ZADANIA DO WYKONANIA =
1. Zapisz bez zmian fragment tekstu o makrobiotyce: wszystko od słów „poniedziałek, 31 grudnia” w dół aż do słów „zdecydowanie mnie zniechęca.”.
2. Odpowiedz na pytania do tekstu o makrobiotyce i oznacz odpowiedzi tymi samymi literami:
(a) Ile czasu dziennie trzeba według tekstu spędzić w kuchni?
(b) Jaka data stoi nad tytułem „Sałatka ze szpinakiem i kiełkami”?
(c) Który hipermarket jest w tekście wymieniony jako położony niedaleko?
3. Proszę rozwinąć tekst o makrobiotyce i pisać dalej po jego ostatnim zdaniu.

FRAGMENT ŹRÓDŁOWY =
______

Dlaczego makrobiotyka?

Ten blog to dokumentacja rewolucji jaka dokonała się w moim życiu za sprawą makrobiotyki w wersji wegańskiej. Do zainteresowania się nią skłoniła mnie przebyta choroba nowotworowa. Chciałabym podzielić się moimi doświadczeniami, pomysłami na pyszne wegańskie makrobiotyczne posiłki i rozważaniami o zdrowiu i naturalnym stylu życia.
Makrobiotyka to nie tylko "dieta", ale styl życia, sposób myślenia i postępowania. Makrobiotyka, choć niektórym może wydawać się bardzo rygorystyczna (bo przecież trzeba zrezygnować z produktów pochodzenia zwierzęcego i większości tzw. normalnego jedzenia) i trudna do zrealizowania (posiłki przygotowywane są na bieżąco i kilka godzin dziennie trzeba spędzić w kuchni), jest tak naprawdę jedną wielką przygodą. Jedzenie makrobiotyczne jest pyszne, naturalne, energetyczne, służy naszemu zdrowiu, przywraca równowagę i daje jasność umysłu. Kuchnia makrobiotyczna to pole popisu dla osób kreatywnych, które lubią eksperymentować, ale jednocześnie w życiu realizują się w wielu innych dziedzinach. Im dłużej stosujesz makrobiotykę, tym mniej zastanawiasz się co ugotować, jak skomponować posiłki, wystarczy, że interpretujesz sygnały, które wysyła ci twoje ciało i po prostu gotujesz "intuicyjnie". I każdy posiłek staje się prawdziwą ucztą.


poniedziałek, 31 grudnia 2012

Sałatka ze szpinakiem i kiełkami

Ostatnio mam wielką ochotę na różne sałaty. Ale sałaty są kiepskie, jakieś takie wymęczone i bezbarwne, czasami wyglądem przypominają wyciśniętą z wody ścierkę, co zdecydowanie mnie zniechęca.
Ale w hipermarketach (ja mam niedaleko do Auchan) i czasem w mniejszych, ale dobrze zaopatrzonych marketach, nawet zimą można kupić świeży szpinak w liściach. Jego zaletą oprócz smaku i bogactwa różnych wartościowych składników (m.in. żelaza, kwasu foliowego, witamin z grupy B, witaminy C) jest to, że można go dosyć sługo przechowywać (w lodówce albo w jakimś zimnym miejscu), a liście pozostają sprężyste i jędrne.

______

UDOSTĘPNIONE WPISY =
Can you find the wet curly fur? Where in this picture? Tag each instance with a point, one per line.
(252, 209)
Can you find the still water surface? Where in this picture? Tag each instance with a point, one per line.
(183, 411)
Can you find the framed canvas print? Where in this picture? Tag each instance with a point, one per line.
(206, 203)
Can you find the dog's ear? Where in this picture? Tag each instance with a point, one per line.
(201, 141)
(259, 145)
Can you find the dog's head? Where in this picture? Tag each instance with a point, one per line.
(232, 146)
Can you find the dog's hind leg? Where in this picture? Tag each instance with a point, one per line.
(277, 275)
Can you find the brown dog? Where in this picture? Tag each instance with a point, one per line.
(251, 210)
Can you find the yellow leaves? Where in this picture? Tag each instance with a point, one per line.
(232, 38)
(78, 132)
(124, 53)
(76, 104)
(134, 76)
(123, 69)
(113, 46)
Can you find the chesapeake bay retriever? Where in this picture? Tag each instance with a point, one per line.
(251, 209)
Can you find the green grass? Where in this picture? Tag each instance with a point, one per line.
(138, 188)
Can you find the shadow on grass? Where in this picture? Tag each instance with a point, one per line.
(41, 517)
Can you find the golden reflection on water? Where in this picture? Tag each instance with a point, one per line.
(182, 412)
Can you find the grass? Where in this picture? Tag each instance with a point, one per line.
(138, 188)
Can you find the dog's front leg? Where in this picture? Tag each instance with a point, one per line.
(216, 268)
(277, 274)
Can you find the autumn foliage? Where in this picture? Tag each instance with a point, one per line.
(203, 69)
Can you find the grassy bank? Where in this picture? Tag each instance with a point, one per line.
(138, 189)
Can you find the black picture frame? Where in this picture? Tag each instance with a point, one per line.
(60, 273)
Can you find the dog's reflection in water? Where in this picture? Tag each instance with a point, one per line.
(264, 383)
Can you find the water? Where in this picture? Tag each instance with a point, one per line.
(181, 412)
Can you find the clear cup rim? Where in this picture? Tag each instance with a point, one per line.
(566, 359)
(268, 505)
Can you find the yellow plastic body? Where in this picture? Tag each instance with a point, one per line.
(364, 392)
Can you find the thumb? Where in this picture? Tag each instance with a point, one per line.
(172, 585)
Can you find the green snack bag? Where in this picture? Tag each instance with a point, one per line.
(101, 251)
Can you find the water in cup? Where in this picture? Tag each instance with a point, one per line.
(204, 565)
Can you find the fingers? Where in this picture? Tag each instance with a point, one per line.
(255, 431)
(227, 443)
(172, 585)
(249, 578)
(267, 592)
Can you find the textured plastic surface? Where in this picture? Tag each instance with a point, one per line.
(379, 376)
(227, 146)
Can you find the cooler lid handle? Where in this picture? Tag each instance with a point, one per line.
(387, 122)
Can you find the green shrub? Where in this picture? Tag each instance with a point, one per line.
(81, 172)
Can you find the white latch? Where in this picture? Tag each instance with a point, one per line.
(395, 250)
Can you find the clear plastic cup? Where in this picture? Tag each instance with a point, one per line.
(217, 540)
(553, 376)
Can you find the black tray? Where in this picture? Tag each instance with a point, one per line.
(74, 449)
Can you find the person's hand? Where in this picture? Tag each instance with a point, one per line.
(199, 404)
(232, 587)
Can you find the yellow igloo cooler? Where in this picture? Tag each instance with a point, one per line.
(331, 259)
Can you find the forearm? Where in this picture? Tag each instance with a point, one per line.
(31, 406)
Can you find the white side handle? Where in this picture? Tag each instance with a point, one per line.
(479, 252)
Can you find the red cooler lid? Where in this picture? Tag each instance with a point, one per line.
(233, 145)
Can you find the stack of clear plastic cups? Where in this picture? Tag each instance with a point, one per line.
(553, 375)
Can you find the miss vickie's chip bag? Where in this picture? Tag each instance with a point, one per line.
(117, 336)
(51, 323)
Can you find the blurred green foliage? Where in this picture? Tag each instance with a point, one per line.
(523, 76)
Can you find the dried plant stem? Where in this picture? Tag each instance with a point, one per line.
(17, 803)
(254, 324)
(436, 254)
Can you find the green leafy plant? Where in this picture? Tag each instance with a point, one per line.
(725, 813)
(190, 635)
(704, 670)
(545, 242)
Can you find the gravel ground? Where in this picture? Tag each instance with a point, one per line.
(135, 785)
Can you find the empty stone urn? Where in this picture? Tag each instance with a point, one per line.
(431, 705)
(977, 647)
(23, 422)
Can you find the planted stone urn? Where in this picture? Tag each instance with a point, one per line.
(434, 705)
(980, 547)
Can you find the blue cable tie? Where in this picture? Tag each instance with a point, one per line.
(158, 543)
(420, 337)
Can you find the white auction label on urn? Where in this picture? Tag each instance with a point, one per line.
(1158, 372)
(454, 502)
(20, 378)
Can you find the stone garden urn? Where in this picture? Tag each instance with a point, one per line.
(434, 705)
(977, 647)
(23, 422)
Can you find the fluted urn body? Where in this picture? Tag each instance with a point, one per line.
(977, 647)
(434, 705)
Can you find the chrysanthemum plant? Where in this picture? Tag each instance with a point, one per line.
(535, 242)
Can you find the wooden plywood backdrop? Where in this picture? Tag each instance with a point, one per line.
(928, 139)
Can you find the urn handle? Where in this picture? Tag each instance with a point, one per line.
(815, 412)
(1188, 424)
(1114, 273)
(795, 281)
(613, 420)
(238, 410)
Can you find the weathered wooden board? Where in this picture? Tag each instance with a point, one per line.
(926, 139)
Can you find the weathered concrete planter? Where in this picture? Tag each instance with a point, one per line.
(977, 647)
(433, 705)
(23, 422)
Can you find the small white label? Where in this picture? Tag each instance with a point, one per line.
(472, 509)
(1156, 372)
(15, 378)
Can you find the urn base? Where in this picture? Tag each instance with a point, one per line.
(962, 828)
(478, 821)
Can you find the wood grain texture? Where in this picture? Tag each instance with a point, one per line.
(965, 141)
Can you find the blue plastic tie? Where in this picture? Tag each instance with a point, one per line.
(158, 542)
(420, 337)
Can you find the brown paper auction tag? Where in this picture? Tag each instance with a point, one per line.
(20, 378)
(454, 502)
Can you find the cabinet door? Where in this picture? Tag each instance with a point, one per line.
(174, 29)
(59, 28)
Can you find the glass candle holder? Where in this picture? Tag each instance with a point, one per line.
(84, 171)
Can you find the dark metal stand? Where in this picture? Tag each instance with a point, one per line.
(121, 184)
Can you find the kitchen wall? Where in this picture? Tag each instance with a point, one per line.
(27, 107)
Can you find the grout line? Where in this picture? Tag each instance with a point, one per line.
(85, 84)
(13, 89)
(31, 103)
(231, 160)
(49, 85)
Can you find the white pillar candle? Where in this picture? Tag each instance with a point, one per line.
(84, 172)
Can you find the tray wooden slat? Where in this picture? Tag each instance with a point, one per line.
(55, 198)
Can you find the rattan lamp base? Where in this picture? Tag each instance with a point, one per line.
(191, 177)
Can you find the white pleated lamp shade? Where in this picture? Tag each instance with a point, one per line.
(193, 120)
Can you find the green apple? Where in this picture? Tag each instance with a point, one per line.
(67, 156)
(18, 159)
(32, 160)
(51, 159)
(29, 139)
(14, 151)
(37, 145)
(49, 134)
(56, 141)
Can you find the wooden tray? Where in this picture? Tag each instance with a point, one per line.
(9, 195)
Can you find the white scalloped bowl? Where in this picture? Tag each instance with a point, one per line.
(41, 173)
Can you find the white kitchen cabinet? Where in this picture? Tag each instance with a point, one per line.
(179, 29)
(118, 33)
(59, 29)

______

ODPOWIEDZI PISEMNE =
1.
poniedziałek, 31 grudnia 2012

Sałatka ze szpinakiem i kiełkami

Ostatnio mam wielką ochotę na różne sałaty. Ale sałaty są kiepskie, jakieś takie wymęczone i bezbarwne, czasami wyglądem przypominają wyciśniętą z wody ścierkę, co zdecydowanie mnie zniechęca.

2.
(a) Kilka godzin.
(b) Poniedziałek, 31 grudnia 2012.
(c) Auchan.

3.
sobota, 22 grudnia 2012

Sałatka z bulgurem na bliskowschodnią nutę

Bulgur to kasza bardzo często stosowana w kuchni tureckiej oraz Bliskiego Wschodu (syryjskiej, armeńskiej), a także w kuchni krajów basenu morza Śródziemnego. Najczęściej produkowany jest on z ziaren pszenicy, które poddaje się działaniu pary, a następnie suszy. Bulgur odkryłam stosunkowo niedawno, a to dzięki częstym zakupom w sklepie prowadzonym przez Turków. Bardzo przypadł mi on do gustu - ma delikatny smak z orzechową nutą, szybko się gotuje (ok. 15 minut), ziarna nie lepią się do siebie, kasza jest sypka (podobnie jak kuskus), więc doskonale nadaje się jako składnik sałatek.
Proponowany tutaj przepis jest uniwersalny - doskonały zarówno na lato jak i zimę, gdyż sałatka jest lekka i  orzeźwiająca, ale z uwagi na bulgur daje dużo energii :) Poza tym, nawet zimą nie powinno być problemu z zakupem potrzebnych składników.

Składniki (na 4 porcje):
- filiżanka bulguru
- pomidorki cherry (opakowanie 250 g)
- pół zielonego ogórka
- spora garść kiełków słonecznika
- natka pietruszki (najlepiej karbowanej)
- liście świeżej mięty (można kupić krzaczek w doniczce)
- sok z połówki cytryny
- ząbek czosnku (opcjonalnie)
- oliwa z oliwek lub olej lniany
- przyprawy: pieprz, sól, czubryca*, papryka, kurkuma, kozieradka, bruschetta (mieszanka przypraw)



Przygotowanie:
Bulgur gotujemy ok. 15 minut w 2,5 filiżanki wody. Pod koniec gotowania, gdy ziarna wchłoną prawie całą wodę, dodajemy przyprawy: po pół łyżeczki soli, kurkumy, papryki i kozieradki i odrobinę pieprzu. Gotujemy jeszcze przez 3-4 minuty, aż kasza będzie sucha i sypka.
Pomidorki myjemy i kroimy na ćwiartki.  
Ogórek obieramy ze skóry i również kroimy na średniej wielkości kawałki.
Natkę pietruszki płuczemy i siekamy niezbyt drobno.
Listki mięty płuczemy na sitku, podobnie czynimy z kiełkami słonecznika.
Przygotowujemy sos: wyciskamy sok z połówki cytryny, dodajemy 2 łyżki oliwy lub oleju lnianego, wyciśnięty ząbek czosnku, czubrycę i bruschettę.
Mieszamy kaszę z warzywami, kiełkami, pietruszką i miętą, polewamy sosem i jeszcze raz mieszamy.
 
Smacznego!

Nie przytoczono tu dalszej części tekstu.